Compito da svolgere - Prosegui l'intervista a Nadia Battocletti sugli Europei, partendo subito dopo l'ultima domanda riportata.

Estratto della pagina -
+++

L'intervista
giovedì 13 Giugno, 2024
di Lorenzo Fabiano
È nata una stella. Obiezione: abbiamo «scoperto» una stella. Obiezione accolta, perché due medaglie d’oro e due record italiani non piovono dal cielo così e cosà, ma sono il frutto di anni di lavoro, sacrificio e dedizione. La prima regola di ogni sportivo che si rispetti. Nadia Battocletti ha messo in cornice il suo Europeo con l’oro nei 5.000 e l’oro nei 10.000 per una doppietta che rimarrà nella storia dell’atletica italiana. Mai nessuna donna azzurra era riuscita a fare altrettanto prima di lei in una rassegna continentale: ci erano riusciti Pietro Mennea (100 metri e 200 a Praga 1978) e Salvatore «Totò» Antibo (5000 e 10.000, proprio come Nadia, a Spalato 1990), ma una donna mai. Ma c’è di più: dallo schermo della televisione è entrata nelle case degli italiani una ragazza che con il suo garbo e il suo stile ha davvero conquistato tutti. Gli italiani hanno scoperto chi è Nadia Battocletti, una grande atleta e va bene, ma soprattutto una bella persona: «È una cosa che mi rende molto felice. È semplicemente bellissimo», ribatte lei con la voce strozzata dall’emozione.
Nadia, ma si rende conto di cosa ha fatto? Non mi dica che si aspettava di fare questa doppietta d’oro.
«No, non me lo aspettavo. Il mio obiettivo erano i 5.000 metri, ma addirittura la doppietta… quello no. A questi Europei sono arrivata per mettere in pista tutto il lavoro che avevo fatto in allenamento. È andata come meglio non si poteva e sono felicissima».
Quanto le è servita la batosta ai mondiali di Budapest di un anno fa?

+++

Dati forniti -
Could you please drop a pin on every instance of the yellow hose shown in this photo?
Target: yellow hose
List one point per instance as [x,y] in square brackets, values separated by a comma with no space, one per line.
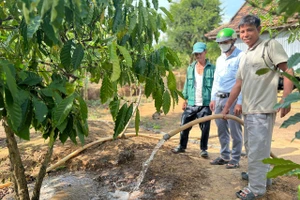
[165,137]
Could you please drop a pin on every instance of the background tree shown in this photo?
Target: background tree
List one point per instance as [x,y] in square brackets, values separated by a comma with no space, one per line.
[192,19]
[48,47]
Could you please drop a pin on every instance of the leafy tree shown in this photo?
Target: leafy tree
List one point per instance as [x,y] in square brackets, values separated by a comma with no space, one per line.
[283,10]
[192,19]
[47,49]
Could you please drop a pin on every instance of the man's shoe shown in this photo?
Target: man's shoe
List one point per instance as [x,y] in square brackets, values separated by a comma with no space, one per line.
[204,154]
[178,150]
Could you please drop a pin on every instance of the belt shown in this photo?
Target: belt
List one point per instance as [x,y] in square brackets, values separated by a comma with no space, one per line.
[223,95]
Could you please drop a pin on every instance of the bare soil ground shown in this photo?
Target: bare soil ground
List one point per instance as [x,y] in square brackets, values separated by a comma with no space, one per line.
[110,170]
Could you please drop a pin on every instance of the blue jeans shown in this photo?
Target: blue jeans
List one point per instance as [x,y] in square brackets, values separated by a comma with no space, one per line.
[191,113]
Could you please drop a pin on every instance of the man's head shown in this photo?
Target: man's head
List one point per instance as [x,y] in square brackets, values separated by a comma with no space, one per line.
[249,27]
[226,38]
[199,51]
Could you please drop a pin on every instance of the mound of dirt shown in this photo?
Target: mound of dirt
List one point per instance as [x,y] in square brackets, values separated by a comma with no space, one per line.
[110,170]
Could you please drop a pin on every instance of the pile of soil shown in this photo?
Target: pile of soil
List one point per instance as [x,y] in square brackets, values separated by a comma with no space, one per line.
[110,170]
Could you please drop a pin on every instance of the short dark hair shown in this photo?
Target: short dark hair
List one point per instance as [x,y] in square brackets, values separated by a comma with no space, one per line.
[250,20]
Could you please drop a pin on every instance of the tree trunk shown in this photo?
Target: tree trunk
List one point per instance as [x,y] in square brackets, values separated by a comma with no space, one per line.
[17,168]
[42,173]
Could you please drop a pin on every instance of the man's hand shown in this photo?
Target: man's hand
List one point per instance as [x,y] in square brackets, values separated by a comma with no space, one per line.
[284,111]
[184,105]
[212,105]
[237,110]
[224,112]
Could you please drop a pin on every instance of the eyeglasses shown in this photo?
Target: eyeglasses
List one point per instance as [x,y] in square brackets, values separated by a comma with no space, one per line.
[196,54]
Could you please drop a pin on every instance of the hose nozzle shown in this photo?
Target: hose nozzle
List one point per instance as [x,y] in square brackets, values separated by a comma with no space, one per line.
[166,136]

+++

Risposta finale -
«Secondo me è stata fondamentale. Senza Budapest, non sarebbe arrivato il record italiano nella 5 km ai mondiali di corsa su strada a Riga, né l’argento agli Europei di Cross a Bruxelles. La delusione ai mondiali di Budapest mi ha aiutata a fare un salto di qualità: si impara molto di più dalle sconfitte che dalle vittorie».
Nei 5.000 aveva messo lo freccia negli ultimi 200 metri, nei 10.000 mordeva il freno ed è partita prima: cambio di tattica?
«Ho fatto un paio di cambi di ritmo in corso di gara, perché volevo tenere le frequenze alte; poi ho deciso di andare via in progressione, anche perché ci stavamo aprendo a ventaglio per impostare la volata».
Le avversarie che temeva di più?
«L’inglese Keith, l’olandese Van Es e la slovena Lukan. E infatti la gara me la sono giocata con loro».
L’altra inglese molto attesa era Elish Mc Cogan, ma è crollata. Se lo aspettava?
«Lei è appena rientrata alle gare da un infortunio, sapevo che non poteva essere tanto in forma».
E lei ai Giochi di Parigi, ora con che spirito va?
«Bella carica, motivata e con un bel po’ di adrenalina. So che sarà più difficile e che, come del resto sostiene mio padre, la mia piena maturità di atleta arriverà tra un paio di anni. A Parigi vado con la stessa convinzione che avevo a Roma, con la stessa fiducia in me stessa e con la stessa consapevolezza della bontà del lavoro che abbiamo fatto».
La vedremo sia nei 5.000 che nei 5.000?
«Nei 5.000 sicuramente sì, nei 10.000 vedremo».
E i 1.500, accantonati per ora?
«Per il momento sì».
Figlia d’arte: mamma mezzofondista, papà mezzofondista e maratoneta…
«A casa anche il cane correva (ride). Roger, il labrador retriever che ci ha lasciati lo scorso anno».
Non è difficile indovinare… Roger come Federer?
«Eh sì, il mio idolo».
Al di là dei suoi genitori, come è nata la sua decisione di dedicarsi all’atletica?
«Una scelta libera e presa in leggerezza. Sin da bambina mi piaceva correre, a scuola facevamo le garette e alla fine ho deciso di concentrarmi sempre di più sull’atletica».
Come si sdoppia suo padre Giuliano nel doppio ruolo di papà-allenatore?
«Nel nostro abbraccio a Roma direi che c’è tutto. Lui è giusto, corretto, severo quando serve e tranquillo quando serve. È molto professionale, uno sguardo e ci capiamo al volo. Lui intuisce subito quando per motivi di studio ho una giornata difficile».
Lui è contento del suo percorso accademico, ma dice anche che finché studia non può allenarsi come una vera professionista. È d’accordo?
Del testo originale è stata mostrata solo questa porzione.